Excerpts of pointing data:
═══
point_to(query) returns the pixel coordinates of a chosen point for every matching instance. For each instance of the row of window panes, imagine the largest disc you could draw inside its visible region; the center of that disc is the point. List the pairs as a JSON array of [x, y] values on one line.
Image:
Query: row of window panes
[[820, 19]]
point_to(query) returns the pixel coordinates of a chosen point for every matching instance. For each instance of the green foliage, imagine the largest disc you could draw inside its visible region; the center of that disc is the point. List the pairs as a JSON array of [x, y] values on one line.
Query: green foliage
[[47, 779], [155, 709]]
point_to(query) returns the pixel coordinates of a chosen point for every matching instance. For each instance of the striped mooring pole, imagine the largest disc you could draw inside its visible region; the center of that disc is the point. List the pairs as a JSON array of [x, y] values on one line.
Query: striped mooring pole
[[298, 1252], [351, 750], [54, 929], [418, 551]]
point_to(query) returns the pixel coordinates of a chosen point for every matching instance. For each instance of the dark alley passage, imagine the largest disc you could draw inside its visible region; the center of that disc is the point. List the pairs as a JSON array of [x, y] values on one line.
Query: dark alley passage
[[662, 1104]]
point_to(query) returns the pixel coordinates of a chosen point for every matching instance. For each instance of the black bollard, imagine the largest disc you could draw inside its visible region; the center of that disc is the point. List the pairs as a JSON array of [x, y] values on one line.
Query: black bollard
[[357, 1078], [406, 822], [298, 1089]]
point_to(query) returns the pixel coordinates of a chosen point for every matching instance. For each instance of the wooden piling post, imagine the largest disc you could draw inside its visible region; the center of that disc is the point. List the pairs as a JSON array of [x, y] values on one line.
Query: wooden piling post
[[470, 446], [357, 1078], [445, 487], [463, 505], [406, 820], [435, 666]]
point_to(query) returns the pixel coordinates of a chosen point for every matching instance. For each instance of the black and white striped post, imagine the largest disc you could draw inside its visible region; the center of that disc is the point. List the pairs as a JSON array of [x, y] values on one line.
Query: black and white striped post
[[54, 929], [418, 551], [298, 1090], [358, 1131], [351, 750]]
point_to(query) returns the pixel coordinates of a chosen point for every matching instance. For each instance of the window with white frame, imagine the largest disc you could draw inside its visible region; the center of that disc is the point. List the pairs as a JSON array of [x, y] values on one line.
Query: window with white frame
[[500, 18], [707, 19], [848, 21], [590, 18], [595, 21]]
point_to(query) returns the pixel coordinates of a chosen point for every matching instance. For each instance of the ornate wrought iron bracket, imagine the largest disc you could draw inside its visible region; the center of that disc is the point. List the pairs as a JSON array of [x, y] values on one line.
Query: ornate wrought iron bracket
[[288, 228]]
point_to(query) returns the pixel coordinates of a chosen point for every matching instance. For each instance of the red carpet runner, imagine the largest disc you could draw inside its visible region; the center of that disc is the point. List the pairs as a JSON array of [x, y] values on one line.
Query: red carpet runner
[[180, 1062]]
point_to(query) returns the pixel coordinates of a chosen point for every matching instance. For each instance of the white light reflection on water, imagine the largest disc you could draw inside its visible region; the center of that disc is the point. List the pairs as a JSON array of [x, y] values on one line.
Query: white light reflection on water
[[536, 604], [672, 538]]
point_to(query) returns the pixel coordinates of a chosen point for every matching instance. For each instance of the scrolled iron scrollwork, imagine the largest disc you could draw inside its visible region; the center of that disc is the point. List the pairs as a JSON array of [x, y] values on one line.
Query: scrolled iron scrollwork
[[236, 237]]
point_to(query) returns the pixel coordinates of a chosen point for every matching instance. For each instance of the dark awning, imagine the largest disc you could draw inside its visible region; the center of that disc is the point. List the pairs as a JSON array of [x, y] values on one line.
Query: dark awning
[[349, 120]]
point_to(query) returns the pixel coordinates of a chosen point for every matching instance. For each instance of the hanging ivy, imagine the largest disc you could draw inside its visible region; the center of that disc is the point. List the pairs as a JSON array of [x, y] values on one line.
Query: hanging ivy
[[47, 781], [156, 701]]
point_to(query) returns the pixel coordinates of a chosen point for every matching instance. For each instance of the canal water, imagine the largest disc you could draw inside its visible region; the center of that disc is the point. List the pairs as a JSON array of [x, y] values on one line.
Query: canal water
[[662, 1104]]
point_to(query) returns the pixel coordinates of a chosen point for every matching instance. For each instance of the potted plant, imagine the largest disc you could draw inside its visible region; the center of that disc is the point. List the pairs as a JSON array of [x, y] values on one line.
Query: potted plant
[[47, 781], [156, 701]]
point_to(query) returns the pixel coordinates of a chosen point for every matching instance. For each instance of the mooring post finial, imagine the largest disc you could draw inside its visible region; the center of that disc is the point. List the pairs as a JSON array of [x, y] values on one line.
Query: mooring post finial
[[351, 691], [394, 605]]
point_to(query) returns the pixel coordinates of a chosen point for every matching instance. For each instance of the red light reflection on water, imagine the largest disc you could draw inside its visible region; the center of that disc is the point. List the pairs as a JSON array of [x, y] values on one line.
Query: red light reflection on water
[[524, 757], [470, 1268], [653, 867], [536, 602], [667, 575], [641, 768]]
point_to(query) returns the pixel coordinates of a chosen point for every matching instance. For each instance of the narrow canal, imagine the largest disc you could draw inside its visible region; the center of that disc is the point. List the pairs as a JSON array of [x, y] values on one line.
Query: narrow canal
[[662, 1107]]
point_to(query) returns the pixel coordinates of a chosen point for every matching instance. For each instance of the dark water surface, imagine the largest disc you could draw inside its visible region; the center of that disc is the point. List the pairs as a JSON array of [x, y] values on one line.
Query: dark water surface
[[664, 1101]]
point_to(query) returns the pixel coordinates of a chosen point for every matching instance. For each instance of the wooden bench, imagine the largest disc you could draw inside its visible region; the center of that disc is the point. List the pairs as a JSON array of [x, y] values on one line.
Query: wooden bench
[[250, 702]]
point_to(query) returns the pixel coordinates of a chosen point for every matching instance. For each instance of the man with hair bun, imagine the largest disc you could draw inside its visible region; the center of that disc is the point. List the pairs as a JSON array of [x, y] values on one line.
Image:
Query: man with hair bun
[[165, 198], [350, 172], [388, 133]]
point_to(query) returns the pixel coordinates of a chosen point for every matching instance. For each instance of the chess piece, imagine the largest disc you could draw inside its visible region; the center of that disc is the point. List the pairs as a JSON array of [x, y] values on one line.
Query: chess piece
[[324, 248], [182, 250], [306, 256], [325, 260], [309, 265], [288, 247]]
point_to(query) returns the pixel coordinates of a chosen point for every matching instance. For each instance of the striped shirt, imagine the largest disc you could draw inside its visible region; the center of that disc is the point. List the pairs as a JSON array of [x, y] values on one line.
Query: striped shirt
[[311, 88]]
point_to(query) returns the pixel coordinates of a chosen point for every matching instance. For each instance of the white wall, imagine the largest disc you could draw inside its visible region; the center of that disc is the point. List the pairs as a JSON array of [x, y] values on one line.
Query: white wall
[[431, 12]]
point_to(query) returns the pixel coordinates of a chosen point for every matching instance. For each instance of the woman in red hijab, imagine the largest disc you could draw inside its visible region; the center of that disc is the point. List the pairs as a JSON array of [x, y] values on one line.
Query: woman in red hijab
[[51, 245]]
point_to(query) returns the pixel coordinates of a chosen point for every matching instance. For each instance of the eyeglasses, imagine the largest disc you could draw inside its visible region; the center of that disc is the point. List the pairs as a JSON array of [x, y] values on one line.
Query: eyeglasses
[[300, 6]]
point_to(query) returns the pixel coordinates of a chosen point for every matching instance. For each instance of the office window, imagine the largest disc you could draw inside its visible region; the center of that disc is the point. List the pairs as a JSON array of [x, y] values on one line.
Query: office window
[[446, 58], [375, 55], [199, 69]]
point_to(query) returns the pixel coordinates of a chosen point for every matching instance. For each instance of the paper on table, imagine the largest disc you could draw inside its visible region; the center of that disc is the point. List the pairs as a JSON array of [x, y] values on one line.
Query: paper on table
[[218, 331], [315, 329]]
═══
Please return the rows above exactly as they appear, beginning with the line containing "of the narrow" and continuing through the line containing "[[165, 198], [350, 172], [388, 133]]", with both of those lines included.

point_to(query) returns the pixel coordinates of a chosen point for every matching instance. For each instance of the narrow canal, imagine the largest disc you could draw inside its visible region; the center of that disc is the point. List the pairs as a JSON array of [x, y] values on one line.
Query: narrow canal
[[662, 1107]]
point_to(query) returns the pixel coordinates of a chosen point for every matching instance. For each instance of the dark water surface, imagine the largest disc you could draw inside its visible region; the center of that disc is the point. List the pairs as a JSON array of [x, y] values on one line.
Query: dark water surface
[[664, 1101]]
point_to(query) returns the pixel coordinates of a chosen point for every matching instance. For each instance of the wooden bench, imagine the largest disc you could draw inside its visible region; the center of that disc is the point. List the pairs as a JSON array of [x, y] values on one line.
Query: wooden bench
[[250, 702]]
point_to(query) returns the pixel coordinates of a chosen point for every matching instance. For each instance of the man with hair bun, imagine the largest disc you could draw inside its visible region; the center of that disc is the point. List the pairs as a JSON array of [x, y] values on one line.
Image:
Query: man with hair bun
[[165, 198], [350, 172], [388, 133]]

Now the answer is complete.